┌─ Text extract

If Carly Carlyfiorinafornia’s Senate campaign is a twenty-car pile-up involving a tractor-trailer loaded with demon sheep, then the equally quixotic Senatorial campaign of Mickey Kaus is a fender-bender between two Ford Escorts in a Big Lots parking lot. It fails the Rubberneck test.
Quite frankly Mickey is having problems getting anyone to pay attention to him including the California Democratic Party which is definitely not that into him. According to press release (written by Mickey) from the Kaus for Senate committee (which is Mickey) Mickey Kaus is not getting a fair shake:
The California Democratic Party has arbitrarily decreed that all the duly qualified primary election opponents of Sen. Barbara Boxer are not “viable”–and that therefore only Boxer will be allowed to speak to the state Democratic party convention.
“This is the natural reaction of a dying party machine. They don’t want any debate at all,” says Mickey Kaus, who is on the June 8 ballot as Boxer’s opponent in the Democratic primary.
“It’s a perfect illustration of why I’m running. Boxer and the machine don’t want a discussion about the effects of an illegal immigrant amnesty on American wages. They don’t want a debate on how public employee unions are bankrupting the state, or how teachers’ unions have helped destroy the public school system.,” he says.
“We intend to give it to them anyway.”
At which point the CDP probably said “You and whose army?” and Mickey replied, “Me…and my army of MickeyBots!” and then everyone probably started laughing and Mickey was all, “C’mon. Seriously. Throw me a bone. Let me stand in the lobby and hand out buttons or personalized pens or something.”
Ha ha ha . No.
So what led to this impasse?
It began with an email from Mickey:
I am a candidate in the Democratic primary for U.S. Senate. Chris Myers suggested that I email you.
I would like to file to request the party’s endorsement.
I also request appropriate speaking time at the convention to make my case, and a limited number of floor passes (for me and a staff member or two, if possible)….
And the CDP replied:
Mickey:
Thanks for your interest in seeking the CDP endorsement. Pursuant to our convention rules, unfortunately I can not offer you a time to speak to the convention floor.
Please see the attached letter listing candidates eligible for CDP endorsement.
Thank you.

└─
┌─ Supplied material

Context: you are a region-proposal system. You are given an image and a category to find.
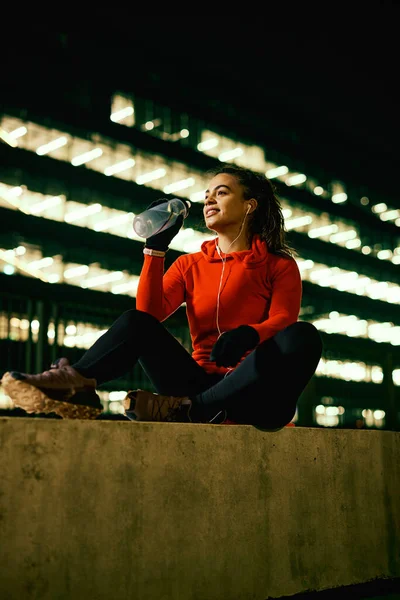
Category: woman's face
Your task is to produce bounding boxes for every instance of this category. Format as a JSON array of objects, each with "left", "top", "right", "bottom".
[{"left": 203, "top": 173, "right": 250, "bottom": 233}]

└─

Aim 1 >>
In the Kaus campaign post:
(a) Who is Mickey Kaus's opponent in the Democratic primary?
(b) On what date's ballot does Kaus appear?
(c) Who suggested that Kaus send his email to the party?
Aim 2 >> Can you transcribe everything in the Kaus campaign post from "And the CDP" down to "the convention floor."?
Aim 3 >> Write the next part of the Kaus campaign post, picking up after its last line.
The material comes from a separate source, unrelated to the Kaus campaign post.

Final answer 1 >>
(a) Sen. Barbara Boxer
(b) June 8
(c) Chris Myers

Final answer 2 >>
And the CDP replied:
Mickey:
Thanks for your interest in seeking the CDP endorsement. Pursuant to our convention rules, unfortunately I can not offer you a time to speak to the convention floor.

Final answer 3 >>
But Mickey didn’t get to be who he is or where he is today (we don’t know what or where that is either, but just play along) by just being IGNORED:
Thanks for your response to my request for speaking time at the convention. But I find it somewhat baffling.
It appears the CDP’s bylaws give one person–the party chair (Sen. Burton)–the power to declare that a duly qualified candidate is not “viable” and ineligible for the party’s endorsement and ineligible to speak. This determination appears to have been made on the same day the Secretary of State sent out the list of qualified candidates–without even waiting for the information the party requested from me, which is due tomorrow, April 2.
I would think that in a democratic organization a determination as to which candidates are viable and which aren’t should occur after you’ve heard each of them make his or her case.
You can endorse anyone you want. That’s not the issue. What has been determined here is that you don’t even want to hear me before you make that decision. Since the ultimate result (endorsement) won’t be affected, I can only interpret this as an attempt to avoid a debate on the issues I might raise…
(followed by more stuff that is kind of boring and all blah blah blah futile whatever )…
At this point Mickey discovered what it is like to be hoist on one’s own petarded comments:
Thank you for your note. All four statewide officers agreed on the question of your campaign’s viability – based in part on statements that you had made to the press on that very topic – and forwarded their recommendations to the Chairman. One of the quotes was from an article you sent to us as part of your endorsement request on March 23rd.
* “I do not expect to win, and that is the difference between Franken and me. ” (New York Times Magazine, March 14, 2010)
* “‘I’m not going to win, don’t worry about it,’ he told one guest, who was reluctant to sign. Others were assured that they could still vote for Boxer in the fall.” (LA Weekly, March 11, 2010)
The general session is already overscheduled, and the statewide officers’ decision stands. We’re sorry but we just cant accommodate your request to speak during general session. We will return your check to you via mail tomorrow.
Thank you
To which Mickey replied:
“So I guess a blow job is out of the question.”
Ha ha ha…which isn’t true but he totally should have said it because, what the hell?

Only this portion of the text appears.